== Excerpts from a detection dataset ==

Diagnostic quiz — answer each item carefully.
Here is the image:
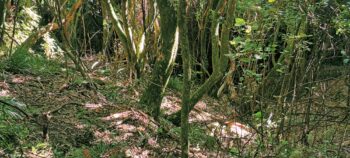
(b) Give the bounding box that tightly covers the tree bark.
[0,0,7,46]
[140,0,178,120]
[177,0,192,158]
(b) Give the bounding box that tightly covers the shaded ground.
[0,59,350,158]
[0,59,246,158]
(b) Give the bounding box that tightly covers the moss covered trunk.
[140,0,178,119]
[177,0,193,158]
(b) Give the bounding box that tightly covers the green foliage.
[6,50,61,75]
[168,77,183,92]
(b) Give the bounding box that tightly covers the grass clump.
[5,50,61,75]
[168,77,183,92]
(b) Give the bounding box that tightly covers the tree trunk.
[140,0,178,120]
[177,0,193,158]
[0,0,7,46]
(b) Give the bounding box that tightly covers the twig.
[0,99,29,118]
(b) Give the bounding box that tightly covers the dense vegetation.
[0,0,350,158]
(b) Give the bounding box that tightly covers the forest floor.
[0,56,243,158]
[0,55,350,158]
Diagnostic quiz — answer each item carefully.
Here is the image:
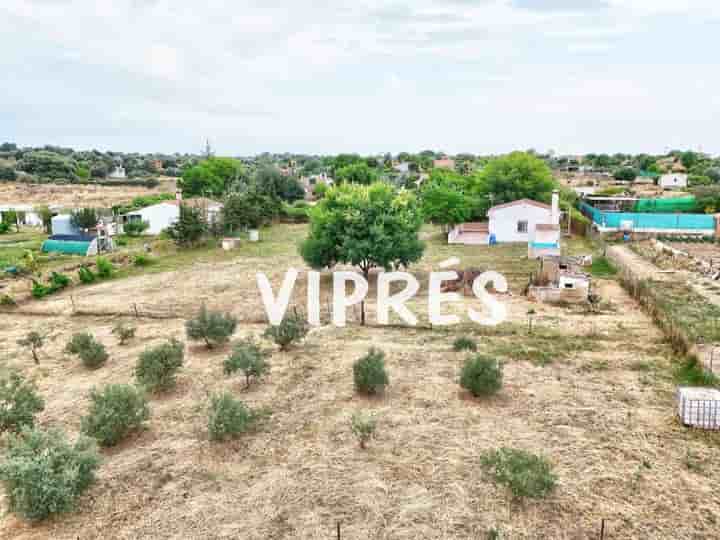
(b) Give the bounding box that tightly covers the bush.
[0,371,45,433]
[65,333,108,369]
[350,412,377,449]
[208,392,259,441]
[223,340,270,388]
[480,448,557,499]
[78,266,97,285]
[453,336,477,352]
[95,257,115,279]
[263,313,309,351]
[185,305,237,349]
[135,339,185,392]
[112,322,137,345]
[81,384,150,446]
[460,354,503,397]
[0,428,100,521]
[31,272,71,299]
[353,348,389,395]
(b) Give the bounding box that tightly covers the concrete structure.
[300,173,333,201]
[448,223,489,246]
[0,204,50,227]
[677,386,720,429]
[658,173,688,189]
[433,157,455,171]
[488,192,560,243]
[119,197,223,235]
[528,223,561,259]
[108,165,127,180]
[448,191,560,246]
[51,214,80,235]
[528,256,590,304]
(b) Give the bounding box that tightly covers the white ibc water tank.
[620,219,633,231]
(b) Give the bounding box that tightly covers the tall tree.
[167,204,208,247]
[476,152,557,213]
[178,157,245,197]
[300,183,425,324]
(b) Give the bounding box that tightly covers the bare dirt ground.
[0,178,175,208]
[0,229,720,540]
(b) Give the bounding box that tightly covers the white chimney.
[550,189,560,225]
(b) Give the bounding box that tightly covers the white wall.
[488,203,552,242]
[126,203,180,234]
[658,173,687,188]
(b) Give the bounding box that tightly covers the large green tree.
[178,157,245,197]
[420,169,477,232]
[253,166,305,202]
[300,183,425,324]
[475,152,557,212]
[19,150,77,180]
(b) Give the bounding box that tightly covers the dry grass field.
[0,225,720,540]
[0,178,175,208]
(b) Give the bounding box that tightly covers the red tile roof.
[488,199,552,212]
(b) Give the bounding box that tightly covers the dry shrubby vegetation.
[0,225,720,540]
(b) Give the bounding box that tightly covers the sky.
[0,0,720,155]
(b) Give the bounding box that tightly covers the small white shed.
[677,386,720,429]
[658,173,688,189]
[488,192,560,244]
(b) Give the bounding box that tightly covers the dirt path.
[606,246,682,281]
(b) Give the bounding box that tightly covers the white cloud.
[0,0,720,154]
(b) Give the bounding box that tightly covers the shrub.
[112,322,137,345]
[460,354,503,397]
[65,333,108,369]
[78,266,97,285]
[208,392,259,441]
[135,339,185,392]
[263,313,309,351]
[480,448,557,499]
[223,340,270,388]
[17,330,45,364]
[185,305,237,349]
[350,412,377,449]
[65,332,94,354]
[0,371,45,433]
[95,257,115,279]
[81,384,150,446]
[453,336,477,351]
[31,272,71,299]
[0,428,100,521]
[353,348,389,395]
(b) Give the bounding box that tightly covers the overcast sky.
[0,0,720,155]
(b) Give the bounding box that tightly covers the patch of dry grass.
[0,226,720,540]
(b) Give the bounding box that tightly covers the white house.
[448,191,560,246]
[488,191,560,243]
[120,197,223,234]
[108,164,126,179]
[658,173,687,189]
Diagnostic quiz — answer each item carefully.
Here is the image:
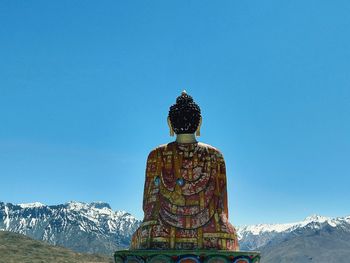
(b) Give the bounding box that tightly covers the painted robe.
[131,142,238,250]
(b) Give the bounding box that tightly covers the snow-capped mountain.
[0,202,140,254]
[237,215,350,250]
[237,215,350,263]
[0,202,350,263]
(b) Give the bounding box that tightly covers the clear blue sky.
[0,0,350,225]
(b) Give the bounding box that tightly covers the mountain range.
[0,202,350,263]
[0,202,140,255]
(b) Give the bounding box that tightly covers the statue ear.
[167,117,174,137]
[196,116,202,137]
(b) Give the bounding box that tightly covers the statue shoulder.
[198,142,223,158]
[148,142,174,159]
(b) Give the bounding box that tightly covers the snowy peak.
[0,201,140,254]
[237,215,350,238]
[237,215,350,250]
[18,202,46,208]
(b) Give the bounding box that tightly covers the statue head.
[168,90,202,136]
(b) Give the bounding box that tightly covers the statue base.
[114,250,260,263]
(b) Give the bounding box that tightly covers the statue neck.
[176,133,197,143]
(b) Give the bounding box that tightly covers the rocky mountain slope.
[0,202,139,255]
[238,215,350,263]
[0,202,350,263]
[0,231,113,263]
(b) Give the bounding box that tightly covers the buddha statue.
[131,91,239,251]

== EXERCISE DIRECTIONS ==
Reproduce the lines of the records verbatim, starting at the line containing "(b) Give the bounding box that tightly covers the statue base." and ending at the line containing "[176,133,197,143]", with both of those lines included.

== EXERCISE SOLUTION ==
(b) Give the bounding box that tightly covers the statue base.
[114,250,260,263]
(b) Give the bounding box that tightly covers the statue neck.
[176,133,197,143]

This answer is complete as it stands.